DEVISE – Verzerrte Pleite-Diagnose
Von Heiner Flassbeck.
Gar nicht drastisch genug können derzeit die Formulierungen ausfallen, mit denen die zukünftigen Großkoalitionäre die Lage der öffentlichen Haushalte in Deutschland beschreiben. Das “Unternehmen Deutschland” müsse eigentlich Konkurs anmelden, sagt der hessische Ministerpräsident, und es scheint gar, als meine er das ernst. Selbst wenn am Ende die Suppe nicht so heiß gegessen wird, wie sie gekocht wurde, man kann den Eindruck nicht von der Hand weisen, dass die maßgeblichen Politiker in Berlin mit einem bis ins Absurde verzerrten Bild der deutschen Wirtschaft und Gesellschaft die Operationspläne für die nächsten vier Jahre festlegen. Sicher ist damit nur eines: Jede der geplanten Operationen wird schief gehen.
Staat ist Schuldner und Gläubiger
Zunächst wird offenbar nicht verstanden, dass es bei der Pleite-Diagnose nicht um Deutschland insgesamt geht, sondern allerhöchstens um die Situation des Staates. Deutschland insgesamt hat keine Schulden, sondern ist weltweit einer der größten Gläubiger. Allein in diesem Jahr werden die Schulden des Auslands gegenüber Deutschland um 120 Milliarden Dollar wachsen. Wenn also ein Sektor in Deutschland Schulden macht, dann macht er sie gegenüber anderen Sektoren im Inland, was logischerweise an der Gesamtsituation des Landes nichts ändern kann.
Daraus folgt zunächst, dass die Schuldenfrage gerade keine “Generationen-Frage” ist. Weil wir nur Schulden gegen uns selbst machen, haben diese Schulden nichts, aber auch gar nichts mit der Belastung von späteren Generationen zu tun. Unsere Kinder erben die Schulden wie die Guthaben. Aber auch wenn man den Staat isoliert betrachtet, liegt die Pleite-Diagnose voll daneben. Eine Überschuldung stellt man in der Privatwirtschaft üblicherweise dann fest, wenn die Verbindlichkeiten die Guthaben und das vorhandene Vermögen deutlich überschreiten. Das heißt, ein Haushalt und ein Unternehmen geraten noch lange nicht in Schwierigkeiten, wenn die Nettoschulden steigen, das Vermögen aber ohne Weiteres ausreicht, den Schuldenstand abzudecken.
Auf den Staat angewendet bedeutet das, dass den Gesamtschulden des Staates das Gesamtvermögen des Staates oder gar das der gesamten Gesellschaft, die der Staat ja nur vertritt, gegenübergestellt werden muss, bevor eine sinnvolle Aussage hinsichtlich Überschuldung gemacht werden kann. Das aber tut niemand, sondern man vergleicht üblicherweise die über viele Jahre aufgelaufenen Schulden des Staates mit dem laufenden Einkommen der gesamten Gesellschaft.
+++
[AUFGABE A]
Schreiben Sie aus dem Text zur Pleite-Diagnose die Stelle von „Auf den Staat“ bis einschließlich „der gesamten Gesellschaft.“ wortgetreu ab.
[AUFGABE B]
Formulieren Sie den Absatz des Textes zur Pleite-Diagnose, der mit „Zunächst wird offenbar nicht verstanden“ beginnt, kürzer und behalten Sie seine wesentlichen Fakten bei.
+++
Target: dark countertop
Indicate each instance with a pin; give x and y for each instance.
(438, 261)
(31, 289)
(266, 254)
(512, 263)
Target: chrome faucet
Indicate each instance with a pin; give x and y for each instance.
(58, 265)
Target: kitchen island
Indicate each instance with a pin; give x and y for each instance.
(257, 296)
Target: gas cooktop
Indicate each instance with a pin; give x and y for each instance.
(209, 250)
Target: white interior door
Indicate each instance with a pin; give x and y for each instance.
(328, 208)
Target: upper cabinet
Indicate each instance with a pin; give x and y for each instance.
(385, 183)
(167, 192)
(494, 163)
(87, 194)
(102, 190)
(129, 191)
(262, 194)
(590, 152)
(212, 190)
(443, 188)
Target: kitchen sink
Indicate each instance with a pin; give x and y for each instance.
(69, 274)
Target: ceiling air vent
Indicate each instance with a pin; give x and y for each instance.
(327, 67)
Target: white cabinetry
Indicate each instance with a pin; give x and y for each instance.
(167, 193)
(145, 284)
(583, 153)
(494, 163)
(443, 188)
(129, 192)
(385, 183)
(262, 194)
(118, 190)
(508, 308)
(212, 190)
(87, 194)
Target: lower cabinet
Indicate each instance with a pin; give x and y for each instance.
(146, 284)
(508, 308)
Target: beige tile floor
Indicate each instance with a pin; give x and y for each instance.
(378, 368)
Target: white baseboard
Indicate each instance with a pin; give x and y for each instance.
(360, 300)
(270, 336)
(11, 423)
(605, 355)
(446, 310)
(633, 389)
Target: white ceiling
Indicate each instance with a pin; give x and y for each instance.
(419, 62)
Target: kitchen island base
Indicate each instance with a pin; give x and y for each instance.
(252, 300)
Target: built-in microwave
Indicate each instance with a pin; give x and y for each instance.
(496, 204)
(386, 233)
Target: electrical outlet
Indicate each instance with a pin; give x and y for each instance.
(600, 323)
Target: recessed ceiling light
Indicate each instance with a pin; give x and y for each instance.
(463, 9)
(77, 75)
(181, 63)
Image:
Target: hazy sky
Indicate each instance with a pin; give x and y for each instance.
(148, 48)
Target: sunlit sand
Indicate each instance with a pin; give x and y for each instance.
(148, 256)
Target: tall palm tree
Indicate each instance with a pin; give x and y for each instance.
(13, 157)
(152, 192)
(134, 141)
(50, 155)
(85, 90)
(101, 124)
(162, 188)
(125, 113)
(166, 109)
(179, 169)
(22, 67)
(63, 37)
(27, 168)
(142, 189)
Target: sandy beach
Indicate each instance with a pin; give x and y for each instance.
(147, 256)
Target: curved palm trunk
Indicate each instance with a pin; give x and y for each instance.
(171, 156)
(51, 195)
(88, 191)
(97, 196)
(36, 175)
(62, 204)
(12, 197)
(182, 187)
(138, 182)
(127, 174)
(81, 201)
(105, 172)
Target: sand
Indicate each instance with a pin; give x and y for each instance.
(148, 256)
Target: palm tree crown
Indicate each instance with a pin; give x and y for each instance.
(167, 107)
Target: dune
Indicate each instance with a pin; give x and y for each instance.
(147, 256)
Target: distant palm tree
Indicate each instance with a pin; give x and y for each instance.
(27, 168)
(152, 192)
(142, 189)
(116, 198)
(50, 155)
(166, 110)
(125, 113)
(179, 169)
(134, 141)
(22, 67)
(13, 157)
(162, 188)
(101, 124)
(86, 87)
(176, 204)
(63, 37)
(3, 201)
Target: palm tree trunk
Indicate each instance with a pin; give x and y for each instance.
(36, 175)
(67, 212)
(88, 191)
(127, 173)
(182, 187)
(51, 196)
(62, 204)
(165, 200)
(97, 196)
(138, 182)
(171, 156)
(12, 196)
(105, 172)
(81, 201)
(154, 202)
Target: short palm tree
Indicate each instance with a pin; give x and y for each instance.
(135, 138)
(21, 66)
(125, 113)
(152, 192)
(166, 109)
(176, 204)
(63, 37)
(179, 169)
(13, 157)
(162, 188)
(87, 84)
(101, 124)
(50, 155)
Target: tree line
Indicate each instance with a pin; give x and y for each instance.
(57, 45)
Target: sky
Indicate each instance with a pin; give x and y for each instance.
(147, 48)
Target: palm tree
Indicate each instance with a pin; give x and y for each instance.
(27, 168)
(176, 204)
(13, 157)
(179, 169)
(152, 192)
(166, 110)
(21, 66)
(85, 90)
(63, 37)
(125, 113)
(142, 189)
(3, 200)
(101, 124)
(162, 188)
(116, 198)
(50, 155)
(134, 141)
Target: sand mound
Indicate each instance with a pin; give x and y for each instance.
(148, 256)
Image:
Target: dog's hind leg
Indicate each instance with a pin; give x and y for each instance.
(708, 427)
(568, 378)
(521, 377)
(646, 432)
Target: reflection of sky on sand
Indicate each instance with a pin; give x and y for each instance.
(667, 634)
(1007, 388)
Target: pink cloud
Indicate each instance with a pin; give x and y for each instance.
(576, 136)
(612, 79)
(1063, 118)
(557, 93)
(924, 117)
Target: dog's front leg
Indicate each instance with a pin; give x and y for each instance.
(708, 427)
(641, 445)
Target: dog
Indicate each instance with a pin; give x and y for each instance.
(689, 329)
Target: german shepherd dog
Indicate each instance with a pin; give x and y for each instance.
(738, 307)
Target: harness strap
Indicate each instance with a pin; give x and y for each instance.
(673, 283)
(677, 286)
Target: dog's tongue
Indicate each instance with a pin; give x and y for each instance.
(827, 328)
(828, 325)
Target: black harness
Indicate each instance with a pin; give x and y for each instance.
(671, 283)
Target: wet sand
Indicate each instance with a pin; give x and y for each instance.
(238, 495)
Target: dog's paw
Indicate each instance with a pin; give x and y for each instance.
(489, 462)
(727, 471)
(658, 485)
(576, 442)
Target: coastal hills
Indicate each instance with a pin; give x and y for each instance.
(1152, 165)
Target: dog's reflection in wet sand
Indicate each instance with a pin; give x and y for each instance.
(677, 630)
+++
[LÖSUNG A]
Auf den Staat angewendet bedeutet das, dass den Gesamtschulden des Staates das Gesamtvermögen des Staates oder gar das der gesamten Gesellschaft, die der Staat ja nur vertritt, gegenübergestellt werden muss, bevor eine sinnvolle Aussage hinsichtlich Überschuldung gemacht werden kann. Das aber tut niemand, sondern man vergleicht üblicherweise die über viele Jahre aufgelaufenen Schulden des Staates mit dem laufenden Einkommen der gesamten Gesellschaft.

[LÖSUNG B]
Die Pleite-Diagnose betrifft nicht Deutschland insgesamt, sondern höchstens den Staat. Deutschland insgesamt hat keine Schulden, sondern gehört weltweit zu den größten Gläubigern. Allein in diesem Jahr wachsen die Schulden des Auslands gegenüber Deutschland um 120 Milliarden Dollar. Verschuldet sich ein Sektor im Inland, dann gegenüber anderen inländischen Sektoren, was an der Gesamtsituation des Landes nichts ändert.